(Data for this exercise)

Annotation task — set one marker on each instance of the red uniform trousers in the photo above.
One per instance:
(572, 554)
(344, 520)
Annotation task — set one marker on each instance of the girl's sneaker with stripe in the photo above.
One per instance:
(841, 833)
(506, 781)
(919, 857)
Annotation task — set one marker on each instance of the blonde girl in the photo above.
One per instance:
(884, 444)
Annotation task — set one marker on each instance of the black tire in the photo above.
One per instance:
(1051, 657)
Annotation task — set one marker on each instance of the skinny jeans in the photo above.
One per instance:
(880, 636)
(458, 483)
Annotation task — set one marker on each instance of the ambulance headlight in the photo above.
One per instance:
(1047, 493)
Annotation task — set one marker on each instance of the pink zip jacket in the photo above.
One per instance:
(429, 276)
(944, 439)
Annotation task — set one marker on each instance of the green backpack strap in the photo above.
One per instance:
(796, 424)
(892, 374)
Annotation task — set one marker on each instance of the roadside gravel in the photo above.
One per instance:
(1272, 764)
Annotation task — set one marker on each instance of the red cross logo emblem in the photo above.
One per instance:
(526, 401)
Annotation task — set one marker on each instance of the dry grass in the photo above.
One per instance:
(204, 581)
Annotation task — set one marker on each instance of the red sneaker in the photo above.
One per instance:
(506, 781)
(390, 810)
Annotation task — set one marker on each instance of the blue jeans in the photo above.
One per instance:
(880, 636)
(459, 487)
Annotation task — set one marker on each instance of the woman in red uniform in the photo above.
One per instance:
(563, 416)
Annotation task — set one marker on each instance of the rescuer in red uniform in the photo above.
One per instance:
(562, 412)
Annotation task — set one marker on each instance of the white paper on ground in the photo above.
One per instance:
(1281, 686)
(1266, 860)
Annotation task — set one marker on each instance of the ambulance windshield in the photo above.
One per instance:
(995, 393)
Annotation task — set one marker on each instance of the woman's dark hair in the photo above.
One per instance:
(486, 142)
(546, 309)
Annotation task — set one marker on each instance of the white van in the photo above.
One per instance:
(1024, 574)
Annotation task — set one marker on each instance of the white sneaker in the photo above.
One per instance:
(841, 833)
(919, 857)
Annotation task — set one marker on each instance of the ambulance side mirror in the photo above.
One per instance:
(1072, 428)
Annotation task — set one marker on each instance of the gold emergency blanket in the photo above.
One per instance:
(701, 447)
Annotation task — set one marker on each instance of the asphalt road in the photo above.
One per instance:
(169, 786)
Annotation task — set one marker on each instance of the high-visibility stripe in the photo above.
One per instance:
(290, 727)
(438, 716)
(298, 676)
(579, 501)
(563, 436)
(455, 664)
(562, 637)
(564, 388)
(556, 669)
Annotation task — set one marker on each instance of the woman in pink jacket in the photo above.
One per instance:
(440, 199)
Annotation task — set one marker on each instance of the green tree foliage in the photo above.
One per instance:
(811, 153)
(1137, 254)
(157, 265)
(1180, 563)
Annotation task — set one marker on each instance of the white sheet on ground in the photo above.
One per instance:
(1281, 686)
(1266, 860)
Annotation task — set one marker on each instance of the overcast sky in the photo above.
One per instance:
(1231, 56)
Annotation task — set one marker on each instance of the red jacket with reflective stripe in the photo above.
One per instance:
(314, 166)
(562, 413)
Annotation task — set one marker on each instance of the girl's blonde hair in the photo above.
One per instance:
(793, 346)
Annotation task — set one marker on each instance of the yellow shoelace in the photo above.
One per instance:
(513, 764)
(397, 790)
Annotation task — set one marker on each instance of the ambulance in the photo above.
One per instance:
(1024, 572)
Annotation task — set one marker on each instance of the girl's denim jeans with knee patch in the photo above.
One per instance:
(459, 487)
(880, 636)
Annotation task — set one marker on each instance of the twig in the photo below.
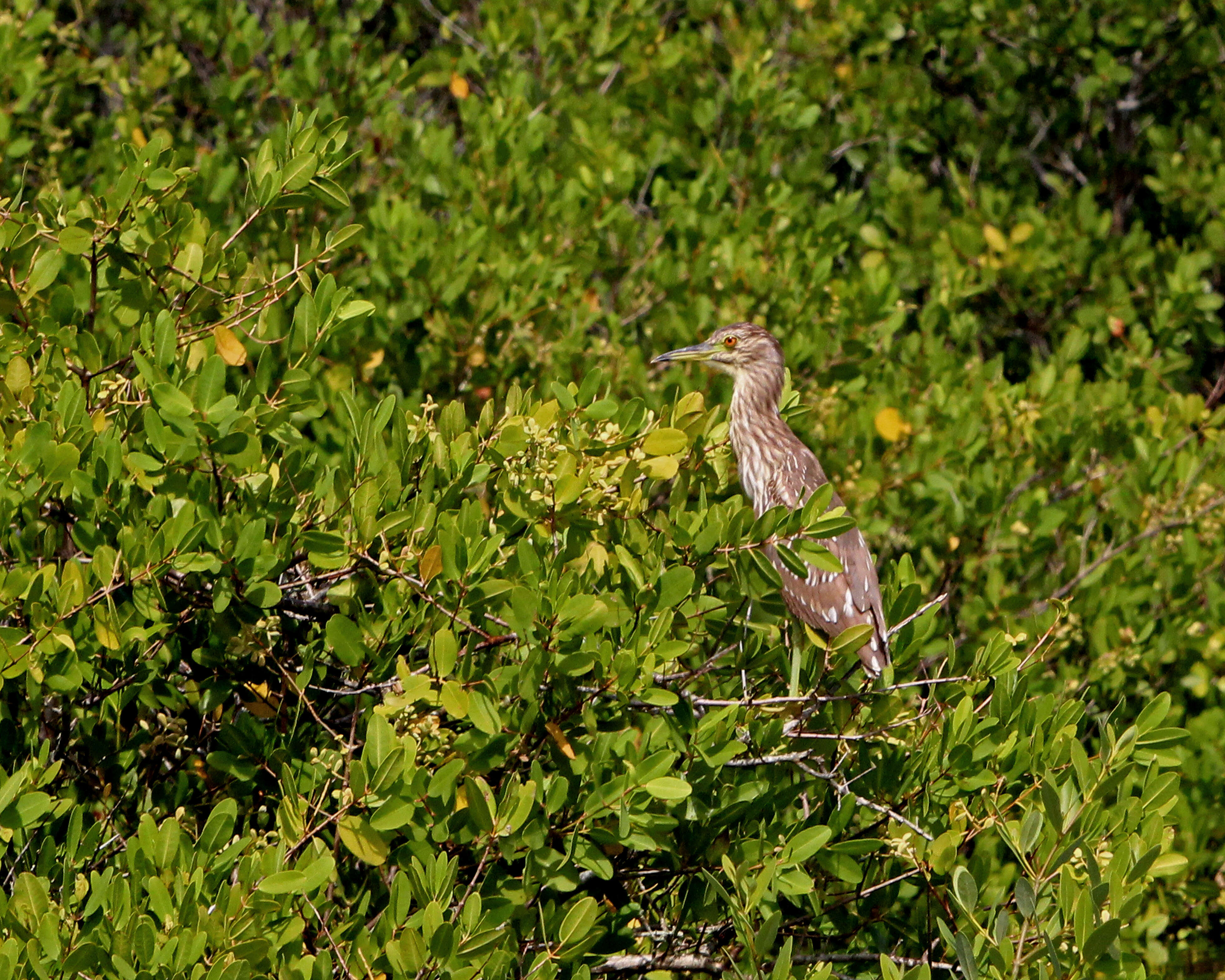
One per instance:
(916, 615)
(1110, 553)
(242, 228)
(745, 764)
(456, 29)
(843, 791)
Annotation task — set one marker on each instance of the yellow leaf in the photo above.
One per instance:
(365, 842)
(664, 443)
(995, 238)
(661, 467)
(559, 737)
(230, 346)
(1021, 233)
(432, 563)
(16, 376)
(689, 405)
(265, 705)
(891, 426)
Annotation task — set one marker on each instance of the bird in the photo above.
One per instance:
(777, 468)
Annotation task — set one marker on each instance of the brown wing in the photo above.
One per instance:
(831, 602)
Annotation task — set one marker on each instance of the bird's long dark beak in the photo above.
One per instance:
(695, 352)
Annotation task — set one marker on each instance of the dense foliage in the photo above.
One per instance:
(370, 609)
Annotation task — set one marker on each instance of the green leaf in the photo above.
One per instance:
(1100, 940)
(579, 922)
(285, 882)
(668, 788)
(965, 949)
(345, 637)
(808, 842)
(664, 443)
(171, 402)
(363, 841)
(852, 639)
(1169, 865)
(355, 309)
(1027, 902)
(75, 241)
(264, 595)
(339, 238)
(966, 889)
(46, 269)
(218, 827)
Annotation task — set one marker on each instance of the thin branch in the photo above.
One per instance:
(456, 29)
(843, 791)
(745, 764)
(1110, 553)
(916, 615)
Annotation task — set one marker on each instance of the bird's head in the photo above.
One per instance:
(740, 350)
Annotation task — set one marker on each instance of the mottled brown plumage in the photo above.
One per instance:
(777, 468)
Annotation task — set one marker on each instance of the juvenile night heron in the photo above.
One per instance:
(777, 468)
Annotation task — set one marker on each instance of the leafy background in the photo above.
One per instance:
(990, 241)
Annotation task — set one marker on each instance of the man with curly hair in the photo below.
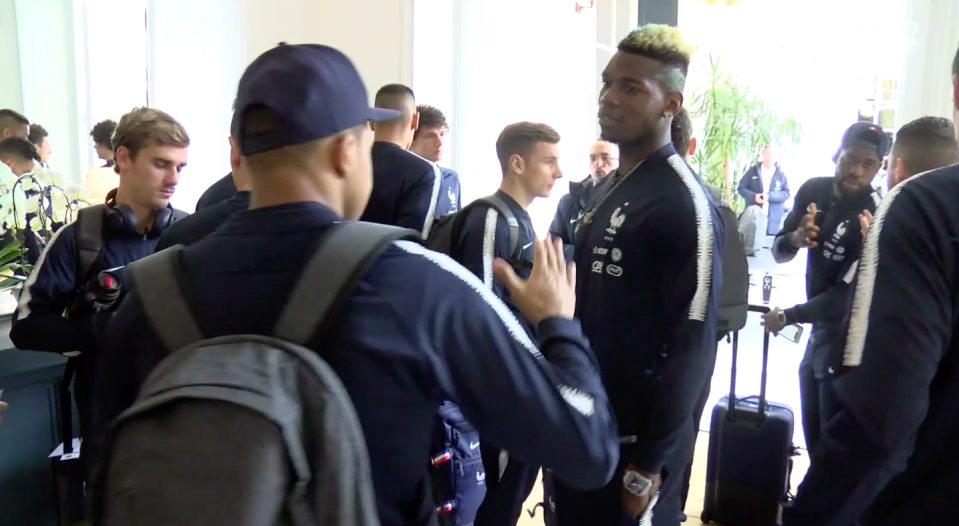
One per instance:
(648, 280)
(429, 141)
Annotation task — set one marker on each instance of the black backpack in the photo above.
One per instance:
(733, 298)
(458, 477)
(245, 429)
(446, 232)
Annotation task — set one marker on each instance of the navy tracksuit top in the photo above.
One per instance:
(419, 329)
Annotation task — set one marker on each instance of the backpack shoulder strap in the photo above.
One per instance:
(516, 252)
(89, 231)
(345, 253)
(158, 287)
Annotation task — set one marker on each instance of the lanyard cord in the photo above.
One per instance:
(588, 217)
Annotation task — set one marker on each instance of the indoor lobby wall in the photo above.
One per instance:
(198, 50)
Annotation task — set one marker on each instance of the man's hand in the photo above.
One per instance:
(635, 506)
(865, 219)
(773, 321)
(807, 233)
(550, 291)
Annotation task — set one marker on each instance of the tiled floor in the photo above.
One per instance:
(694, 504)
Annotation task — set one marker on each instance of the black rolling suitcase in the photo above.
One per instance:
(68, 469)
(750, 454)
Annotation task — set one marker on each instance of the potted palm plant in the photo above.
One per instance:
(737, 124)
(35, 204)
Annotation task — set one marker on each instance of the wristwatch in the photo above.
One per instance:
(636, 483)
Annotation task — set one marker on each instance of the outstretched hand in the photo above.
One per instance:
(807, 235)
(865, 219)
(550, 291)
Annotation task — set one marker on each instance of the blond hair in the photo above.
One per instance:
(144, 127)
(664, 44)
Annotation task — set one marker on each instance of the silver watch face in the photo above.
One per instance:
(637, 484)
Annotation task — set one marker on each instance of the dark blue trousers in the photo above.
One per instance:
(603, 507)
(505, 495)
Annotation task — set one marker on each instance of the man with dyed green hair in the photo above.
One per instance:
(648, 277)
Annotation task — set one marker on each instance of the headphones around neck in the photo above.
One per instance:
(121, 220)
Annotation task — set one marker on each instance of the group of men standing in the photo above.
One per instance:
(593, 369)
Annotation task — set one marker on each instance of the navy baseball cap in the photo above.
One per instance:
(865, 135)
(311, 92)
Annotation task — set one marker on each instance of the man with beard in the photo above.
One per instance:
(889, 456)
(603, 159)
(825, 219)
(648, 280)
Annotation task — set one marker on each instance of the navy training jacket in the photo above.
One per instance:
(418, 330)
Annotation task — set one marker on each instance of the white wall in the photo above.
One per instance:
(491, 64)
(198, 50)
(932, 34)
(10, 88)
(115, 54)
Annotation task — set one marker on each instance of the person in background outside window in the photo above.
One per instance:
(100, 180)
(603, 160)
(406, 187)
(41, 140)
(21, 156)
(765, 189)
(428, 142)
(12, 124)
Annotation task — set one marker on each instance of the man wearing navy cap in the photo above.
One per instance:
(825, 219)
(406, 187)
(889, 456)
(418, 329)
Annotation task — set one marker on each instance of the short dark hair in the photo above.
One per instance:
(664, 44)
(395, 89)
(20, 148)
(102, 133)
(10, 118)
(520, 138)
(927, 143)
(397, 97)
(430, 119)
(37, 134)
(682, 132)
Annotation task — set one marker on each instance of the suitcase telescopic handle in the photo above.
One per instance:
(762, 309)
(66, 406)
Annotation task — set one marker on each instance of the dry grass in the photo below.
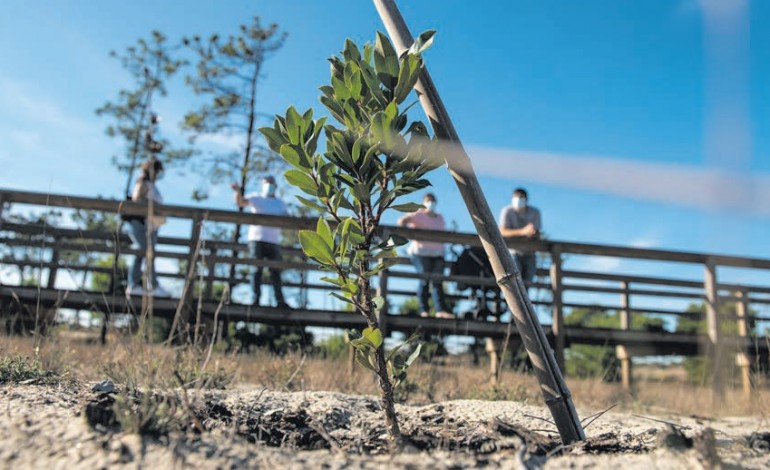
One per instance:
(130, 362)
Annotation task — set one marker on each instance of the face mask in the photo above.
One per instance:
(268, 190)
(519, 203)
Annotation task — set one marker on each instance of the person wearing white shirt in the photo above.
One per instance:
(428, 257)
(138, 230)
(522, 220)
(264, 241)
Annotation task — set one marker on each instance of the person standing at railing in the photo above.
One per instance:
(522, 220)
(428, 257)
(264, 242)
(141, 231)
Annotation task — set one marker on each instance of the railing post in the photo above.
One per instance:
(188, 291)
(53, 269)
(713, 325)
(742, 356)
(211, 266)
(557, 322)
(494, 361)
(621, 351)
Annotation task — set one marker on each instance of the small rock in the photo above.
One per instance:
(672, 438)
(105, 386)
(759, 441)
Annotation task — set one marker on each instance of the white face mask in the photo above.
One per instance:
(268, 190)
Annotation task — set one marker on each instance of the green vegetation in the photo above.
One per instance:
(376, 158)
(20, 369)
(586, 361)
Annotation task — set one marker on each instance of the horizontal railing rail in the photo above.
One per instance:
(559, 288)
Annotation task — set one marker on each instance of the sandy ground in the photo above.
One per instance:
(47, 427)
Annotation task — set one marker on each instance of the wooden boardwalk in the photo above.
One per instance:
(50, 251)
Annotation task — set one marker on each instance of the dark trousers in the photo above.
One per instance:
(268, 251)
(137, 231)
(430, 265)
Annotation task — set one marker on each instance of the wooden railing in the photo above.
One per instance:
(613, 291)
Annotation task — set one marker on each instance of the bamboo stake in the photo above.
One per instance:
(555, 392)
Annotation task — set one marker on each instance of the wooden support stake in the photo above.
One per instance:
(557, 322)
(555, 392)
(621, 351)
(742, 356)
(382, 291)
(713, 325)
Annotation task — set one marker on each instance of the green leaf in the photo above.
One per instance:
(273, 138)
(353, 80)
(342, 298)
(408, 207)
(337, 281)
(363, 359)
(302, 180)
(381, 129)
(323, 229)
(334, 107)
(312, 144)
(385, 61)
(294, 156)
(315, 247)
(361, 192)
(373, 335)
(423, 42)
(293, 125)
(415, 354)
(351, 51)
(310, 204)
(407, 77)
(341, 91)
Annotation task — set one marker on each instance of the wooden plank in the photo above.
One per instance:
(557, 308)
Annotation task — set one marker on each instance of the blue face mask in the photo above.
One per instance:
(268, 190)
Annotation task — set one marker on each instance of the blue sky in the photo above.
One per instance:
(639, 123)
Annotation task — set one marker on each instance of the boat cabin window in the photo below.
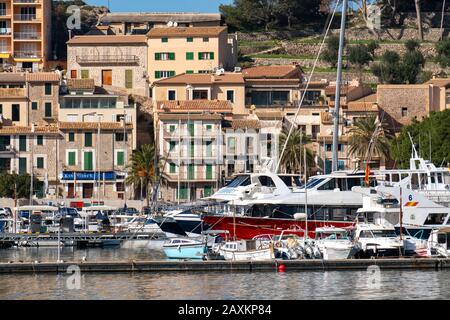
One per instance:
(442, 238)
(436, 218)
(239, 181)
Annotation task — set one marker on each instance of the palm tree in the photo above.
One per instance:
(141, 170)
(369, 137)
(292, 159)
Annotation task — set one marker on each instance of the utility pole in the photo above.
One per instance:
(338, 88)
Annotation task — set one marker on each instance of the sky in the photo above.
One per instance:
(211, 6)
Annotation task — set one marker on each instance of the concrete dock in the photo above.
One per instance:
(228, 266)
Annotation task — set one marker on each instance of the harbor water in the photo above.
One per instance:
(389, 284)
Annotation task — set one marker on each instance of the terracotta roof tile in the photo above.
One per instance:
(106, 39)
(43, 77)
(286, 71)
(93, 126)
(194, 105)
(203, 78)
(245, 124)
(186, 32)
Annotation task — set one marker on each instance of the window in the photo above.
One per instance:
(22, 165)
(230, 95)
(84, 74)
(22, 143)
(129, 79)
(15, 112)
(404, 112)
(71, 158)
(40, 162)
(48, 110)
(88, 161)
(120, 158)
(171, 95)
(189, 56)
(164, 74)
(88, 139)
(206, 56)
(48, 89)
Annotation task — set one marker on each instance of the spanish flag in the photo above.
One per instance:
(366, 177)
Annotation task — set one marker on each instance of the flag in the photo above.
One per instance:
(366, 177)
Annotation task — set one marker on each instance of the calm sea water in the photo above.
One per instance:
(213, 285)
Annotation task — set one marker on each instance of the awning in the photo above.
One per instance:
(27, 59)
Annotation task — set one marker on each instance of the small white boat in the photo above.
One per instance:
(246, 250)
(334, 243)
(181, 248)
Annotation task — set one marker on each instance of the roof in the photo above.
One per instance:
(93, 125)
(7, 77)
(203, 78)
(186, 32)
(108, 39)
(440, 82)
(164, 17)
(284, 71)
(43, 77)
(186, 116)
(245, 124)
(81, 84)
(194, 105)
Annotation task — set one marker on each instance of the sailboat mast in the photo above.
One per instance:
(338, 87)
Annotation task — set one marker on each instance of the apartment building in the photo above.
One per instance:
(25, 34)
(28, 131)
(112, 61)
(98, 137)
(141, 22)
(177, 50)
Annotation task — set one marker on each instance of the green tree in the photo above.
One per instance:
(142, 169)
(292, 159)
(331, 53)
(443, 53)
(369, 137)
(434, 129)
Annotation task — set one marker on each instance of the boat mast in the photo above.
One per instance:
(338, 88)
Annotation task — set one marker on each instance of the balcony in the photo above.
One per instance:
(26, 17)
(108, 60)
(5, 31)
(27, 54)
(27, 35)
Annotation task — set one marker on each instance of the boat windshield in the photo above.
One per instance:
(239, 181)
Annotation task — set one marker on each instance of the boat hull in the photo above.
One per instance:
(246, 228)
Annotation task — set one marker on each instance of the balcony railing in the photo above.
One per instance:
(25, 17)
(27, 54)
(108, 59)
(5, 31)
(27, 35)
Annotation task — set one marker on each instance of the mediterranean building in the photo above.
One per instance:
(112, 61)
(25, 34)
(123, 23)
(98, 137)
(176, 50)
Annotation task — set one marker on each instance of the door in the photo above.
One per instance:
(88, 190)
(107, 77)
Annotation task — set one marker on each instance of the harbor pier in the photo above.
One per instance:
(227, 266)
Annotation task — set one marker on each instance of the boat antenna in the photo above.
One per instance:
(337, 101)
(306, 87)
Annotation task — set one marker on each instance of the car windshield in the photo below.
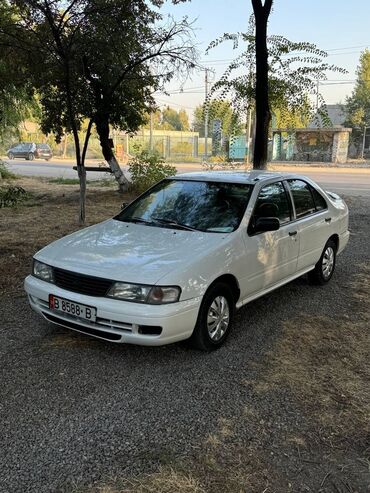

(End Data for this exercise)

The task: Could you restate, word for word, the lines above from the one with "door in the photo above." to the one with "antenna in the photo above.", both included?

Output for this task:
Annotation task — set one marker on each instance of the door in the photo above.
One per instance:
(88, 190)
(107, 77)
Annotation task — set one marker on each instance of the harbor pier in the photo above.
One per instance:
(227, 266)
Annotation task — set one marker on each instance of the boat antenna in the photo above.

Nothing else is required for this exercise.